━━━━━ SUPPLIED RECORDS

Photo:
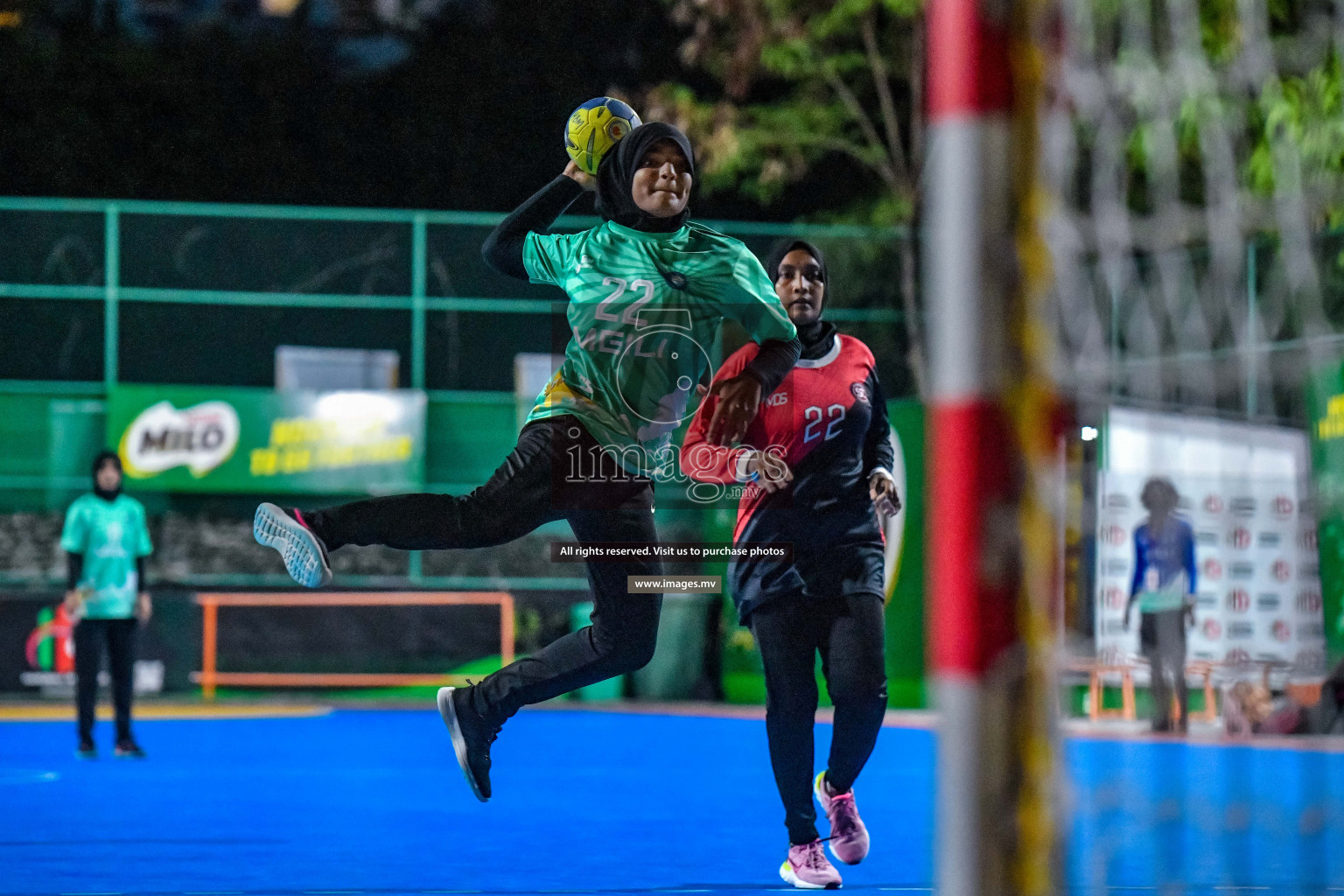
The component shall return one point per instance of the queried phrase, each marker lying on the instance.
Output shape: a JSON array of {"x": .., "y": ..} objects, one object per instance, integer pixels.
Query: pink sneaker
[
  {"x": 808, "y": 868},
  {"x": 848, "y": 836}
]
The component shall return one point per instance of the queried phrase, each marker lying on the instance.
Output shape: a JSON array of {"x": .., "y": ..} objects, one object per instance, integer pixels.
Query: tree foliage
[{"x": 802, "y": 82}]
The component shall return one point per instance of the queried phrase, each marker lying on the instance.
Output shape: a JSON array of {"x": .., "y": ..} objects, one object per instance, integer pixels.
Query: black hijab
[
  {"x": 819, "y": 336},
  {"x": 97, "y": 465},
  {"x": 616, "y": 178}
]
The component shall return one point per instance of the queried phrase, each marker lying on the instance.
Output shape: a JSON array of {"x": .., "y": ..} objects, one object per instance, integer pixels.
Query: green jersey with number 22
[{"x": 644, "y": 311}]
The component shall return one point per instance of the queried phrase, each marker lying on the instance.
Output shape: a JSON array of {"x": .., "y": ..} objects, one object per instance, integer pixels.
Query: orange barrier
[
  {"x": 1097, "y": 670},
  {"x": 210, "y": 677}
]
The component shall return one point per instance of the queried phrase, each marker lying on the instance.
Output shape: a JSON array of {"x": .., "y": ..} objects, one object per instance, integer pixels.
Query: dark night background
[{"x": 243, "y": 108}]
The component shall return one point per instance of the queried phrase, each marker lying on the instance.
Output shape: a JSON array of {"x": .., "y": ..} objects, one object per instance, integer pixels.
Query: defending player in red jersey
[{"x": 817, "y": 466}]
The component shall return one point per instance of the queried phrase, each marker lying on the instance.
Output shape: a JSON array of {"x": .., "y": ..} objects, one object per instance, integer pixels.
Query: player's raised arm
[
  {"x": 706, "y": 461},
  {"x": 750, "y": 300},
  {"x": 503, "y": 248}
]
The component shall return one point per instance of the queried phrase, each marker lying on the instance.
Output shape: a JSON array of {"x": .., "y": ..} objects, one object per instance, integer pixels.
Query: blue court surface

━━━━━━━━━━

### [PROBLEM TO WORK ON]
Would you please set down the data above again exactly, without its pictures?

### [YOUR SOLUTION]
Photo:
The component shall return one point per instance of the queried phrase, each marker lying on the instance.
Output shape: a JSON array of {"x": .., "y": ..} objects, one object per instance, integer pixels.
Query: pink sneaker
[
  {"x": 808, "y": 868},
  {"x": 848, "y": 836}
]
The component shall return one point per instance of the queried phrase, each marker lying on the instance.
Output shape: a JSON array of {"x": .., "y": ..} objects, one object per instance, integer pixels.
Query: tree foliage
[{"x": 802, "y": 82}]
The component shall return one point per instance of the queried phrase, each marker lying on the instance.
Output shape: a JSON array of {"x": .., "y": ..} objects, one object per instance, integer pixels.
Query: black hijab
[
  {"x": 819, "y": 336},
  {"x": 97, "y": 465},
  {"x": 616, "y": 178}
]
The component shall return one point per instance of the queried phrase, each marker lying on the instance.
Output shape: a JSON array of {"x": .., "y": ..} objects, one object per instance, integer pixels.
Query: green jersey with number 22
[{"x": 644, "y": 311}]
The component shall return one point per instance of the queried phrase, each marker lying on the instance.
Output shape: a JSON array of {"x": .., "y": ..} objects, one object per instance, integer pixels.
Query: orange barrier
[
  {"x": 1097, "y": 670},
  {"x": 210, "y": 677}
]
The component shall return one point per instance of the queried phrase, each marker lying on the instance.
Output shape: a JSON array of {"x": .., "y": ..} objects, one object per instance, integer pixels.
Query: dark night background
[{"x": 243, "y": 108}]
The component shall return one point per instance of the queried phrase, each marker lying on the instance.
Output shape: a JSON array of {"x": .., "y": ..} objects, one object per instance, integer pixels.
Query: defending player in red jersey
[{"x": 817, "y": 466}]
The component shall return one point per instance of the queried phrase, each marker lying on the instance.
Output shape: a JSON array of {"x": .., "y": ..} objects, one object per instance, integer pixels.
Query: player's raised arm
[
  {"x": 706, "y": 461},
  {"x": 750, "y": 300},
  {"x": 503, "y": 248}
]
The component shall return one point per instance of the queried phrase, each marker lying on the instance.
Output shape: a JSON array of {"x": .., "y": ..} objects, one object per instance, integer pixels.
Query: blue court surface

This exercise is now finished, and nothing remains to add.